Passage shown →
>>>>
CONCEPT Cited by 1 source
AI writes own tests¶
Definition¶
The AI agent writes both the production code and the test suite that validates it — the agent produces the e2e tests, deploys to a real environment, runs the tests, and loops on failures until green. The test suite is the primary correctness proof, not a separate human-authored oracle.
Atlassian's Rovo Dev / Fireworks post is the canonical wiki articulation:
"AI writes the e2e tests too. The agent writes tests, deploys to a dev shard, runs them, and loops on failures until they pass. The test suite is the primary proof that things work." (Source: sources/2026-04-24-atlassian-rovo-dev-driven-development)
Why this is counterintuitive but works¶
The intuitive objection: if the LLM writes the tests, it will write tests that pass for the wrong reason — it will hallucinate both the code and the tests in a self-consistent but wrong way. This is a real risk. The post's stance on it:
"If you're reading any code, read the tests."
Three properties make it work in practice:
- The tests are the specification that gets human-reviewed. The human is not reviewing the production code line-by-line; they are reviewing the tests. The test suite is the specification the human is holding the agent accountable to.
- The tests run in a real environment. e2e tests that deploy to a real dev shard and exercise the real integration surface can't pass on a fabricated integration (the integration doesn't exist to mock). See patterns/dev-shard-iteration-loop.
- The loop converges on passing tests against observable invariants. See concepts/black-box-validation — if the invariant is "boots in 100 ms" or "network policy blocks X", the test can't pass without actually observing that outcome.
The division of labour¶
| Artifact | Who writes it | Who reviews it |
|---|---|---|
| Production code | AI agent | AI adversarial sub-agent, CI quality gate, architecture review |
| e2e test suite | AI agent | Human (primary), AI adversarial sub-agent |
| Observable invariants ("spec") | Human | — |
The human writes nothing the agent could write; the agent writes everything the human specified. The handoff is at the invariant level, not the code level.
<<<<
Exercise tasks →
• 1. Can you return the portion of the page on AI-written tests that begins with the words containing "- The loop converges" and ends with "the code level.", copied word for word?
• 2. Could you resume the page on AI-written tests, picking up right after its final sentence?
The listing after this point is separate material with no connection to the page on AI-written tests.

Recorded information →
>>>>
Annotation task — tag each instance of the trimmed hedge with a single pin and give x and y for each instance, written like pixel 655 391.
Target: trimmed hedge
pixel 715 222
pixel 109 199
<<<<
Expected outputs →
• 1.
- The loop converges on passing tests against observable invariants. See concepts/black-box-validation — if the invariant is "boots in 100 ms" or "network policy blocks X", the test can't pass without actually observing that outcome.
The division of labour¶
| Artifact | Who writes it | Who reviews it |
|---|---|---|
| Production code | AI agent | AI adversarial sub-agent, CI quality gate, architecture review |
| e2e test suite | AI agent | Human (primary), AI adversarial sub-agent |
| Observable invariants ("spec") | Human | — |
The human writes nothing the agent could write; the agent writes everything the human specified. The handoff is at the invariant level, not the code level.

• 2.
Relation to automated test generation from production traffic¶
A Zalando instance ([[concepts/automated-test-generation-from- production-traffic]]) generates tests by capturing real production inputs and replaying them. The Rovo-Dev instance generates tests by prompting an LLM with the spec and asking it to propose tests. Both are instances of "don't hand-write tests," but the input substrate differs:
| Source | Input substrate | Tradeoff |
|---|---|---|
| Production-traffic replay | Real observed inputs | High realism, but only for code paths that exist in prod |
| AI-written e2e tests | LLM proposals from the spec | Covers new features before any prod traffic, but inputs must be validated against the spec |
The two are complementary, not competing — a mature agentic pipeline can use both, with replay covering regression and AI-written tests covering greenfield features.
Failure modes¶
- Tautological tests. Agent writes a test that is effectively
assert(function() == function()), i.e. asserts the code against itself. Human-review of the tests catches this. Spec-level invariants ("boots in 100 ms") don't admit this failure mode — the test can't be tautological if the invariant is observable- externally. - Missing-coverage gaps. Agent writes tests for the happy path but misses error cases. Adversarial review sub-agent (concepts/adversarial-review-persona) is the designed mitigation — "have an adversarial persona subagent that ... reviews what the main agent has written."
- Integration gaps. Unit-level tests only. Mitigated by the e2e / dev-shard requirement — every feature must have tests that run against a real cluster shard, not just a mocked integration.
Seen in¶
- sources/2026-04-24-atlassian-rovo-dev-driven-development — canonical articulation. Production validation for Fireworks comes from AI-written e2e tests running on AI-provisioned dev shards; this is "the primary proof that things work."